- Page text
Monday, August 6, 2001 11:26 AM
Haven't you ever asked yourself - as you fork over $8- (or $9 or $10-) for parking, then pay 40 bucks to enter, walking endless concrete paths to nowhere, waiting in long (slow-moving) lines for cookie-cutter rides run by indifferent employees, exiting through souvenir shops filled with over-priced, cheesy merchandise, eating mediocre, costly food - there's got to be a better way?
There is - Knoebels.
Beautiful setting (in the woods, nestled in the hills of central Pennsylvania, with shaded paths crossing over a gentle brook running through the heart of the park). FREE parking. NO admission charge (that's right - bring your grandma, your uncle, all your non-riding friends - everyone gets in free. Only pay for the rides). Wonderful, inexpensive food - of course, if you want to save even a few more bucks, just bring in your own lunch - they don't care. When I asked an employee about this policy last year, they replied, "If they can't afford it, why should we force our customers to eat our food?"
And, last but certainly not least - an amazing collection of new and classic rides impeccably maintained and run by enthusiastic, efficient employees. I guess you could say I like this place.
The wife and I decided on a hit-and-run visit to Knoebels for our (Canadian) long weekend, as with our contrasting work schedules and her television show in production we rarely have time for a leisurely trip. We headed out of Toronto on Friday evening (August 3), crossed the border into New York, and drove until about 11, when we crashed for the night. Up early the next day, we made good enough time that we decided to scope out our hotel for Saturday night first - our criteria basically consisting of air-conditioning and an on-site bar :) - and settled for a place just off I-80 with its own sports bar - "The End Zone" - which we ear-marked for the end-of-the-day celebration.
With that out of the way, we hit the twisty, scenic road to the park. We expected a big crowd for a hot August Saturday, so we were not shocked to see their parking lot filling up quickly by noon. No matter - many would be non-riders, there for a picnic or family reunion. After not paying for parking, we walk right in for a quick look around. The place is as beautiful as ever - we were so happy to be back.
Knoebels does offer a pay-one-price option during the week, but not on weekends, so we both bought a couple books of tickets and, not wanting to save the best for last, or even second, we headed straight for the Phoenix. This 1947 Herb Schmeck wooden masterpiece is, in itself, worth all the driving. For airtime whores like us, it is coaster nirvana.
For those who haven't had the pleasure, allow me a brief description. The layout itself is fairly simple, kind of a double figure-eight out-and-back. You start off with a cool pre-lift tunnel; the first hill is no more than 70 feet, with a good, fast drop, and a couple of hills that provide decent air up to the first turnaround. The train is still moving, not losing any speed, as you head back towards the second turn, hitting some bunny hops with nice pops of air; you fly around that turn, speed down the hill and then … it starts. You are now being flung from your seat with every hill, and when you scream up into the third turn you are nearly thrown from the train. You can't believe how fast you're moving as the train drops out from beneath your feet again and again on the breathtaking run back to the station. I've been on many of the world-renowned "Airtime Machines" - Shivering Timbers, Magnum, Rampage, GE's Comet, Georgia Cyclone, Swamp Fox, Superman:ROS, etc., and none of them come close to this baby. The only coaster I've seen even in its league is the Screechin' Eagle, but the Phoenix is a much longer ride, and is easily my favorite woodie. And it's great from every seat, with the air probably best in either the front, or 1-3 (the ejector seat).

- Extracted entries
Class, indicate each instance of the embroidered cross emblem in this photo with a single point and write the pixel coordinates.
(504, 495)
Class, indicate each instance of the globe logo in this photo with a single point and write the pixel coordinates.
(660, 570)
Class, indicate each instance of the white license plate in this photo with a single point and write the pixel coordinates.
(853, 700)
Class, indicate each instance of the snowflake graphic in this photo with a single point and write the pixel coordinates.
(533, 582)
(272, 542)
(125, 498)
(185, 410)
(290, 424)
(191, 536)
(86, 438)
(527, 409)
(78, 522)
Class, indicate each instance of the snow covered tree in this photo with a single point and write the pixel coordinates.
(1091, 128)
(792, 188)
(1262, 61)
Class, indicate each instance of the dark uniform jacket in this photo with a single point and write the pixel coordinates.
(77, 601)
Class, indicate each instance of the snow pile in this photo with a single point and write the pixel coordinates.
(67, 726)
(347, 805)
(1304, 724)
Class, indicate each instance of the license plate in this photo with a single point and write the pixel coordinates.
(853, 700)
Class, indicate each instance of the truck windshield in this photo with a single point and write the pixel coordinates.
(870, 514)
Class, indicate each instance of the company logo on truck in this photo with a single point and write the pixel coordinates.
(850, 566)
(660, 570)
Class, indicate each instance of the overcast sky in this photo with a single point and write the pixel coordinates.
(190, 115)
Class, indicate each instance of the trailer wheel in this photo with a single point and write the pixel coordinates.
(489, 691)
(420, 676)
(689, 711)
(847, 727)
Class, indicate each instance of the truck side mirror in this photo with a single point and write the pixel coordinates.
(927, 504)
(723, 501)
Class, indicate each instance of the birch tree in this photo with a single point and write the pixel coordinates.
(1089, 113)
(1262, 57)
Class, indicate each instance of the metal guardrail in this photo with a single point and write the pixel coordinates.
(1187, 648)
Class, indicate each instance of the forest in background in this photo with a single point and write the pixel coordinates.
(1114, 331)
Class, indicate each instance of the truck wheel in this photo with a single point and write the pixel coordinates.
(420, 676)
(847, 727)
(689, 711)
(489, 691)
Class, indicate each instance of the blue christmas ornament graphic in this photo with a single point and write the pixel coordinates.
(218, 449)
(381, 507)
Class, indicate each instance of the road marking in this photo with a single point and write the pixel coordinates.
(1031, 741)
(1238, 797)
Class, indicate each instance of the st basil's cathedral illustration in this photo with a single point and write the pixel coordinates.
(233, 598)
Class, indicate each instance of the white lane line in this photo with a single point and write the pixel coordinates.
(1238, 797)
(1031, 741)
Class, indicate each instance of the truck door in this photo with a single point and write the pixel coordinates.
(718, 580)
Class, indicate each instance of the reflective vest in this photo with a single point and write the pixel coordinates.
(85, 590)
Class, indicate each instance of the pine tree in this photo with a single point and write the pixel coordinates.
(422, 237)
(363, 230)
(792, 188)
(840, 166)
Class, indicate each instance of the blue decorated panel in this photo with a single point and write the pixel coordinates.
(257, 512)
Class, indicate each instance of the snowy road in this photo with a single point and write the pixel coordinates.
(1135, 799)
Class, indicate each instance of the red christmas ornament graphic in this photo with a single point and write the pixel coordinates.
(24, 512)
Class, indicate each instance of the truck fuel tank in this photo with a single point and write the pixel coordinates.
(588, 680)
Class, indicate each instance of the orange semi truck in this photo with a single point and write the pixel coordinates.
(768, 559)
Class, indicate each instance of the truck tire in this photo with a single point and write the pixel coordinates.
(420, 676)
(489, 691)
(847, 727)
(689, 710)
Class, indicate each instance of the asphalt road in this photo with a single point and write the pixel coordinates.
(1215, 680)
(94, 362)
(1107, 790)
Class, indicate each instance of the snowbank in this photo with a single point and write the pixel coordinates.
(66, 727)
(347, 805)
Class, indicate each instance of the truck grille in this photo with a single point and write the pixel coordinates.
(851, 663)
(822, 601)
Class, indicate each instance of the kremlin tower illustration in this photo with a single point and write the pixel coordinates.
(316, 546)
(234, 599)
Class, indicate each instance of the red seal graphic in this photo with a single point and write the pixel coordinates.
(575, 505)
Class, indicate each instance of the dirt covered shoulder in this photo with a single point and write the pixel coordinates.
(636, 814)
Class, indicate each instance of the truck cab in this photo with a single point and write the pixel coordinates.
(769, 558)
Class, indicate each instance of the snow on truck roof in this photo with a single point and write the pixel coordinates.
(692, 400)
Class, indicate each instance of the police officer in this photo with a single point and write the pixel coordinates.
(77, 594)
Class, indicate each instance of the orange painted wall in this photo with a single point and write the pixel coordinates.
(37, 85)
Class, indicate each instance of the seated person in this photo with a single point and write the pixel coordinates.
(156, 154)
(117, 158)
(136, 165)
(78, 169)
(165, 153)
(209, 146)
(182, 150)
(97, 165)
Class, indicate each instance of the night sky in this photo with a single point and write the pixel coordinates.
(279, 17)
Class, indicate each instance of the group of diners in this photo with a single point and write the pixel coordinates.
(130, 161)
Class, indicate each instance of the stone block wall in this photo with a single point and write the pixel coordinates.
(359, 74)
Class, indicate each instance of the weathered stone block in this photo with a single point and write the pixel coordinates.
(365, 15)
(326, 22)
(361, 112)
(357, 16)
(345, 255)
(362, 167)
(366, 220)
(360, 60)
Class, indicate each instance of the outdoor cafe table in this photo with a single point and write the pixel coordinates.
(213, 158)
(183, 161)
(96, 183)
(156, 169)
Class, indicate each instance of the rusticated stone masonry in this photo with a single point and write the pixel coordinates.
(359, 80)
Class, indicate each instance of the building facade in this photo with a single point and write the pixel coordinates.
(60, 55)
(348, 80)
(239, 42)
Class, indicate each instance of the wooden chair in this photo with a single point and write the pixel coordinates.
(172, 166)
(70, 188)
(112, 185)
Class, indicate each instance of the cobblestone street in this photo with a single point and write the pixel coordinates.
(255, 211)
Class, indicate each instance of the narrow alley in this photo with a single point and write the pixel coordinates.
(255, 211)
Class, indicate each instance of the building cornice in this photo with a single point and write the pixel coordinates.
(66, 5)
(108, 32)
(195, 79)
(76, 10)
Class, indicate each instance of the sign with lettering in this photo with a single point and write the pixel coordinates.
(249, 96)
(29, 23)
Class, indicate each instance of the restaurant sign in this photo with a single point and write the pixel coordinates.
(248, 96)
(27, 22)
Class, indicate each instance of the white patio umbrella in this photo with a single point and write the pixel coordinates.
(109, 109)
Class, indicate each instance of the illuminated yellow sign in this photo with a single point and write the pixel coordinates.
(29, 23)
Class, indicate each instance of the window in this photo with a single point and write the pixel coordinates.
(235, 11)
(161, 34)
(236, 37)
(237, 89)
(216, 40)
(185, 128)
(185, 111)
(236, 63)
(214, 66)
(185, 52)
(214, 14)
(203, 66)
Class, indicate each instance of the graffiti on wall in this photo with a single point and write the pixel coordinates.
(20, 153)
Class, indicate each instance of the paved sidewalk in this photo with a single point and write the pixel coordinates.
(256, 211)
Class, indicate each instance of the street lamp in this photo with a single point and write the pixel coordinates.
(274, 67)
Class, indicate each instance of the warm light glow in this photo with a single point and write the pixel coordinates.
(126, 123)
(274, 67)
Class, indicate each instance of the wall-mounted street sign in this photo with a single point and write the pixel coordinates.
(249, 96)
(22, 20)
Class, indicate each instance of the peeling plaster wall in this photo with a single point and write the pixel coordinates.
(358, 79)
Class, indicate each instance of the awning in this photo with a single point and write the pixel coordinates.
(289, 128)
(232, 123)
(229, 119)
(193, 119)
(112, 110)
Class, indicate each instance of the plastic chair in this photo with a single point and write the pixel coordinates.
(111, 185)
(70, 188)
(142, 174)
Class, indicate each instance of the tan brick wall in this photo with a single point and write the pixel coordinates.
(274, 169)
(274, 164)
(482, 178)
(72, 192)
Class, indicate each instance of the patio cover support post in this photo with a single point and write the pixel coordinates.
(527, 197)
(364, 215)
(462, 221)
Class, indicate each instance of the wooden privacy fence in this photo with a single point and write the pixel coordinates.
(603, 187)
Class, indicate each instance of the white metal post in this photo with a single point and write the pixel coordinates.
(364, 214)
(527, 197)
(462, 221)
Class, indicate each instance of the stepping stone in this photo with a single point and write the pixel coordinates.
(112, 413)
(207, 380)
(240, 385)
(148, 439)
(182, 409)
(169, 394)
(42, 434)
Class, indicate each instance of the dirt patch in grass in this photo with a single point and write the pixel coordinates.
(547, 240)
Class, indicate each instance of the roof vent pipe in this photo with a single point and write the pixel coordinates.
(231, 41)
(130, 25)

- Requirements
(A) Summarize the Knoebels trip report in two sentences.
(B) Write out the stretch of the Knoebels trip report from "Monday, August 6, 2001" through "is - Knoebels.".
(C) Continue the Knoebels trip report from its final sentence.
Nothing in the records is needed here.

- Written responses
(A) The writer prefers Knoebels, set in the woods of central Pennsylvania, to typical parks because it has free parking, no admission charge, inexpensive food and well-run classic and new rides. On a long-weekend trip from Toronto, the writer and spouse headed straight for the 1947 wooden Phoenix coaster, which the writer calls the best airtime ride they have experienced and their favorite wooden coaster.

(B)
Monday, August 6, 2001 11:26 AM
Haven't you ever asked yourself - as you fork over $8- (or $9 or $10-) for parking, then pay 40 bucks to enter, walking endless concrete paths to nowhere, waiting in long (slow-moving) lines for cookie-cutter rides run by indifferent employees, exiting through souvenir shops filled with over-priced, cheesy merchandise, eating mediocre, costly food - there's got to be a better way?
There is - Knoebels.

(C)
And the trains! You can enjoy the air to its fullest, as all they have is a single-position lap bar. The seats are (thankfully, as you are slammed into them over and over) quite comfy, with thick, soft padding. The basic restraint system aids immeasurably (along with hard-working ride ops) in dispatch times. On average the time it took the train to come to a stop in the station, unload its passengers, re-load, and start moving again was less than thirty seconds (that's right - 30 SECONDS); one train I was on took closer to twenty seconds, which I would have thought impossible had I not seen it myself. This translated into no more than a five-minute wait for a seat (maybe 10 for the front) with two-train operation on what was surely one of the busiest days of the year.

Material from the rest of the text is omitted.